Pointing and labeling entries

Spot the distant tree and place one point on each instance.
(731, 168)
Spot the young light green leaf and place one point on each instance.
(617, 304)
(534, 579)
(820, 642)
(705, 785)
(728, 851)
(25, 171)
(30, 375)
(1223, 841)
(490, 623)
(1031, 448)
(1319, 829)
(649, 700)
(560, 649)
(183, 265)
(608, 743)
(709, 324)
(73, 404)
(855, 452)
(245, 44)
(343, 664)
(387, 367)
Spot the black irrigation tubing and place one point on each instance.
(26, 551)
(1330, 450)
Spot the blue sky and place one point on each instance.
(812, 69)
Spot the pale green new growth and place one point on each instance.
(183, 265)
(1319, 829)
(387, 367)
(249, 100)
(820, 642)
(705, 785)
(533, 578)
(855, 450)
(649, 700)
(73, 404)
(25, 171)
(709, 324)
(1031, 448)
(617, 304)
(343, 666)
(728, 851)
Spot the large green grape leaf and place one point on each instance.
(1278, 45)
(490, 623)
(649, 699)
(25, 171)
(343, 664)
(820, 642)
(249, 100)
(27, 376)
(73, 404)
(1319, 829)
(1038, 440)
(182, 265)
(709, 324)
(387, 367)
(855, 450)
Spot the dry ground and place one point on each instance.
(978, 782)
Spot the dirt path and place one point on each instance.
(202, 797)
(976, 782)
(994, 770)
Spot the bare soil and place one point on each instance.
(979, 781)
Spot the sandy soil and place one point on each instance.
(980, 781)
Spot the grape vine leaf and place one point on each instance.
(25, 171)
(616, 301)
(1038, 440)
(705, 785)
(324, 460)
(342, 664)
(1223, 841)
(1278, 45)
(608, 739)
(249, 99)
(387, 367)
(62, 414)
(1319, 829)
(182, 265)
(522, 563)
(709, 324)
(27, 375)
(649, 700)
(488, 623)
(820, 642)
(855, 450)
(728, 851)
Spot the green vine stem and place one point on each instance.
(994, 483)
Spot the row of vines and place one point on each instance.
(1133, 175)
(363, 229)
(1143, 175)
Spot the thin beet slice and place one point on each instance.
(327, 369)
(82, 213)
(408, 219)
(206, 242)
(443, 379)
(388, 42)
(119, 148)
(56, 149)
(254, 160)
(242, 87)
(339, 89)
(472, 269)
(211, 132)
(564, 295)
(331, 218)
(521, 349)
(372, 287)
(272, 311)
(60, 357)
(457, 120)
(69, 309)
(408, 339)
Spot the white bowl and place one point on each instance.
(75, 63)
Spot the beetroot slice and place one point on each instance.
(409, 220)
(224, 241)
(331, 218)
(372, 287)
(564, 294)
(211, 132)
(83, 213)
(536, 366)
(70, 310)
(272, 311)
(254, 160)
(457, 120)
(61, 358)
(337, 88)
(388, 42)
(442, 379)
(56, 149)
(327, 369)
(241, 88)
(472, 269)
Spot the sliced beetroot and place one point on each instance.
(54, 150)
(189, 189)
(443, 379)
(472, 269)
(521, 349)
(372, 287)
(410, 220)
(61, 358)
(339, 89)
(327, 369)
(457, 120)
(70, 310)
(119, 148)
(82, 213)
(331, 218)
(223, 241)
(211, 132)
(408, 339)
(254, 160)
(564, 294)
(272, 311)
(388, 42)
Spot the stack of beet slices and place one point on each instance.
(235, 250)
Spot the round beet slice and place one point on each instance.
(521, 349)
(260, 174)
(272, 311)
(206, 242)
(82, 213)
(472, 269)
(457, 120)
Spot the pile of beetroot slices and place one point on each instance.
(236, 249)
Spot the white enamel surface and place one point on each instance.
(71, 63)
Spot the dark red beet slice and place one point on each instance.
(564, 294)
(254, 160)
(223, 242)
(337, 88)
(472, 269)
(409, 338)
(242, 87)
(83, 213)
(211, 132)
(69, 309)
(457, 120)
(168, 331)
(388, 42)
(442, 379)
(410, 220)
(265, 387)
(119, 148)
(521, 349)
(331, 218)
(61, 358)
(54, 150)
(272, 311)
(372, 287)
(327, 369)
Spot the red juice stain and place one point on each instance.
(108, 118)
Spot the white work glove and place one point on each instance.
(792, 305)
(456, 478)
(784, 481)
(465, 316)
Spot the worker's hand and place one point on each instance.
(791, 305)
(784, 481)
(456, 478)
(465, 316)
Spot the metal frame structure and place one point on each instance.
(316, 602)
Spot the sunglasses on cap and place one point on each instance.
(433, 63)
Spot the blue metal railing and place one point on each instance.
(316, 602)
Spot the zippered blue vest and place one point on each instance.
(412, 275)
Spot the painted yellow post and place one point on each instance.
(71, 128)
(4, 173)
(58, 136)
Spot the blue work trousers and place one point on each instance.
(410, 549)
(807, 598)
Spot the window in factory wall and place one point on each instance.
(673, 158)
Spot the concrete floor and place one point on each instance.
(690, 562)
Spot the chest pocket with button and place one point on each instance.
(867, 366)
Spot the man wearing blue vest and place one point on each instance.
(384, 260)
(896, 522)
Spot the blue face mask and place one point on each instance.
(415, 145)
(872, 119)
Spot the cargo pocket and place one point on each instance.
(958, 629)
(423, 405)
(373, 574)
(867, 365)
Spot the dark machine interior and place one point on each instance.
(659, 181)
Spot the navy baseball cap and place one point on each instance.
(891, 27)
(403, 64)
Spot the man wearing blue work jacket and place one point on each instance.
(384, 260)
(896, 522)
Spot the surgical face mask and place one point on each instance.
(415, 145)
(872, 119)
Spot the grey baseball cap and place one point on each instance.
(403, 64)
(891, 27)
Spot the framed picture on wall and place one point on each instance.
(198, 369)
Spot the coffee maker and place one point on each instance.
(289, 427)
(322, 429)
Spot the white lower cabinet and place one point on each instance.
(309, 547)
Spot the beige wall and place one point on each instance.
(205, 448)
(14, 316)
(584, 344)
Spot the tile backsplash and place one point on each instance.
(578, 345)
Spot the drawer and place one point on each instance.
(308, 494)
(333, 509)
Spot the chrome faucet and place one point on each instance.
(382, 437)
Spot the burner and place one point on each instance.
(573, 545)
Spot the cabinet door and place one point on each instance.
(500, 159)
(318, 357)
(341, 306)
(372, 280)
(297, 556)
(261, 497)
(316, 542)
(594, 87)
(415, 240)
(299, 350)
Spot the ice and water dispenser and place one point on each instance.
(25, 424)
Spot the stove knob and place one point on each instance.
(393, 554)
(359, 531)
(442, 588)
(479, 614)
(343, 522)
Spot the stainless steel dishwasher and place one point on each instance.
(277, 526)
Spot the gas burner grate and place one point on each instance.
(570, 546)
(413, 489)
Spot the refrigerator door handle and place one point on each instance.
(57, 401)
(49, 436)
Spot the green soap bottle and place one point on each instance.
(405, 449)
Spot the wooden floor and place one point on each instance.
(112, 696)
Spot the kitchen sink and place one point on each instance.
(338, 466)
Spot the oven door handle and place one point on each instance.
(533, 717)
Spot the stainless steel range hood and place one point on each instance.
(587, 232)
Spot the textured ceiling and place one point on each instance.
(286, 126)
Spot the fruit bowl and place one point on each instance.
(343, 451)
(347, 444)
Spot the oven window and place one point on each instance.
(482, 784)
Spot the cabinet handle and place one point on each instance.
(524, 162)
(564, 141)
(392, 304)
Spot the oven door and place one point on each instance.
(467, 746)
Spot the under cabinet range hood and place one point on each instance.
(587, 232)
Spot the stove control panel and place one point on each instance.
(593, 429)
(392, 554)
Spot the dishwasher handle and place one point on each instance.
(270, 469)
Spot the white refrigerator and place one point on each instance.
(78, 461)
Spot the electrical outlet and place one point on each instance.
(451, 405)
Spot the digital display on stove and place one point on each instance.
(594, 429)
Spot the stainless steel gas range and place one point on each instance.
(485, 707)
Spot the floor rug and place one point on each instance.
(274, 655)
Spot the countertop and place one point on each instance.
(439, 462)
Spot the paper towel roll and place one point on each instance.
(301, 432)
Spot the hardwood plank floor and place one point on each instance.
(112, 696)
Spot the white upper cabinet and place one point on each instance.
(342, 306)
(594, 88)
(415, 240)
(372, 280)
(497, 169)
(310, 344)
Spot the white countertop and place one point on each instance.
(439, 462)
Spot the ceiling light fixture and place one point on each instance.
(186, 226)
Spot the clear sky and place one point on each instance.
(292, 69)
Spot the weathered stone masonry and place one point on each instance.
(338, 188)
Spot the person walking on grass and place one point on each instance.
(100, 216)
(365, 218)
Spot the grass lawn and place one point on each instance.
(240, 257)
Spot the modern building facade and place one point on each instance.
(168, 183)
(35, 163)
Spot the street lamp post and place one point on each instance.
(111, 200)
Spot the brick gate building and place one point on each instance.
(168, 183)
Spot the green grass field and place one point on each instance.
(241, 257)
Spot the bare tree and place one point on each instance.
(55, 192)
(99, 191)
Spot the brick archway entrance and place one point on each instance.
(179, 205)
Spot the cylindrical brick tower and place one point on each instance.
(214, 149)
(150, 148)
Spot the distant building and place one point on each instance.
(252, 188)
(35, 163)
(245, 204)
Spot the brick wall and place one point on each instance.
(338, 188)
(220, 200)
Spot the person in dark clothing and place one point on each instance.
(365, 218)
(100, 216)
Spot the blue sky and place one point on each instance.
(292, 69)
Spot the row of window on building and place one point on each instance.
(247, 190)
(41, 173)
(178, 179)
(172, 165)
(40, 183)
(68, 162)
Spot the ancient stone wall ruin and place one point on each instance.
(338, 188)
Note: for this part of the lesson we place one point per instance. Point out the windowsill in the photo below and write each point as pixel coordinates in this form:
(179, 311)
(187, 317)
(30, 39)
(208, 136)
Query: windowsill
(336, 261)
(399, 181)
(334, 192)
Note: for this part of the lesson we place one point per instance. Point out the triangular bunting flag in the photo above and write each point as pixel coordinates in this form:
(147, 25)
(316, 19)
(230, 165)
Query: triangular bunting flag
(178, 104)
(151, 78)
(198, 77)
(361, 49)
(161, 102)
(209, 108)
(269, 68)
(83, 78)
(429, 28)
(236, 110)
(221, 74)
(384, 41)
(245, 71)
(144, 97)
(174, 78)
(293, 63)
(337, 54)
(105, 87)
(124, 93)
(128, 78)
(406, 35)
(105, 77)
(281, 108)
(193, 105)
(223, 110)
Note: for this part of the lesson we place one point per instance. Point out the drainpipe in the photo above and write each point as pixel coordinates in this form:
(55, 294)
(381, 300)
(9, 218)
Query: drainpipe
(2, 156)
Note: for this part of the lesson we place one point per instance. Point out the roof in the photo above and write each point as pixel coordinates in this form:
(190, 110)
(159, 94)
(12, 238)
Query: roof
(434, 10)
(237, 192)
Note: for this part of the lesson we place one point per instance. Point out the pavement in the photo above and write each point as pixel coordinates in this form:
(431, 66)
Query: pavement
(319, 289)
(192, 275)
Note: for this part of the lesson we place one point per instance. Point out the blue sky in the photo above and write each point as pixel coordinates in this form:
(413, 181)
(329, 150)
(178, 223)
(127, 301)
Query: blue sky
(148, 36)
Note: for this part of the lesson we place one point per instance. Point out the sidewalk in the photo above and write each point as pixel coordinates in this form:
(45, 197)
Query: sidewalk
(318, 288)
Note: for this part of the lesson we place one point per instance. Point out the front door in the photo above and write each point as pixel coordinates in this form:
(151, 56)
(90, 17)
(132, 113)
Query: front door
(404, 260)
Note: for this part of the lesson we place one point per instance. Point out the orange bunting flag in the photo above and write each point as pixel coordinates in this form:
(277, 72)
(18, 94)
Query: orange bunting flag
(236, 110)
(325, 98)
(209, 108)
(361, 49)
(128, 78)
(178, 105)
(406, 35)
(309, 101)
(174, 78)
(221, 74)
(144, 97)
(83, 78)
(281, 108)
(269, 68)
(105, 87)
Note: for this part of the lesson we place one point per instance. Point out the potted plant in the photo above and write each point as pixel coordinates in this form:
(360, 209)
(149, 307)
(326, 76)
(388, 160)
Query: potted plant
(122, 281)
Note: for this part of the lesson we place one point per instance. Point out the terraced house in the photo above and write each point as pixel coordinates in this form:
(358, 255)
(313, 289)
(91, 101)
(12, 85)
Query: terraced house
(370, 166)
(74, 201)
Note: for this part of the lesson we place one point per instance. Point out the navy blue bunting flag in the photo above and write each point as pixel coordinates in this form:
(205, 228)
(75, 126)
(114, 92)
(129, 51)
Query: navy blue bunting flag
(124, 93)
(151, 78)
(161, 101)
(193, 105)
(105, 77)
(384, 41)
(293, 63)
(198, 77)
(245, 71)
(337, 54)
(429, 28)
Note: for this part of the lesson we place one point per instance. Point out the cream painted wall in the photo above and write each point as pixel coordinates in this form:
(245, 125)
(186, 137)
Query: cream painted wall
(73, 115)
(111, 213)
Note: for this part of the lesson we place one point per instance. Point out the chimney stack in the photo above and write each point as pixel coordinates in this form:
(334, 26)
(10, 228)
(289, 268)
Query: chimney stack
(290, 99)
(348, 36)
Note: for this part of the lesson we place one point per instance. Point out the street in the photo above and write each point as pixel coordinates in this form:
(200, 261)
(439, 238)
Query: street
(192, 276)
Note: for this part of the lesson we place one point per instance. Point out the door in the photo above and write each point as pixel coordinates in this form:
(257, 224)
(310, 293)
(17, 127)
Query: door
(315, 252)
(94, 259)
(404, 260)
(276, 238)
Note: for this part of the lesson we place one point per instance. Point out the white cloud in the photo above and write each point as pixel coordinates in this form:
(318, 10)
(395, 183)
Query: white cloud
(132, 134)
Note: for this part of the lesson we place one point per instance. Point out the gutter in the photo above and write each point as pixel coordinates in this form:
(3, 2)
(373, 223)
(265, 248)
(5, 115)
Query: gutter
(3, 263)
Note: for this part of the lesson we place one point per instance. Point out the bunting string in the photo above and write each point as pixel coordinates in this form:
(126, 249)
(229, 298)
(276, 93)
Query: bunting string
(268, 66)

- Aim of the exercise -
Repeat exactly, and only, the lines from the line with "out the street" through the end of the listing above, both ends included.

- Finished answer -
Note: for this part of the lesson we place one point per instance. Point out the street in the photo above and write each point as pixel coordinates in this form:
(200, 261)
(439, 238)
Query: street
(192, 276)
Note: for this part of the lesson we place one point per instance. Point out the door in the photo above and write each point as pixel coordinates in this form:
(257, 224)
(310, 293)
(17, 127)
Query: door
(315, 252)
(94, 259)
(404, 260)
(276, 238)
Note: for this part of the lesson we place one point per instance. Point out the white cloud in the photo above and write each point as pixel coordinates in this form:
(318, 10)
(395, 183)
Query: white cloud
(132, 134)
Note: for this part of the lesson we place one point per instance. Point out the gutter in the photo above and write each point as pixel coordinates in this form:
(3, 2)
(373, 223)
(265, 248)
(5, 115)
Query: gutter
(3, 263)
Note: for this part of the lesson we place one point per instance. Point out the bunting string in the photo above and write each point as pixel coordinates in this form:
(126, 249)
(229, 298)
(276, 93)
Query: bunting string
(268, 66)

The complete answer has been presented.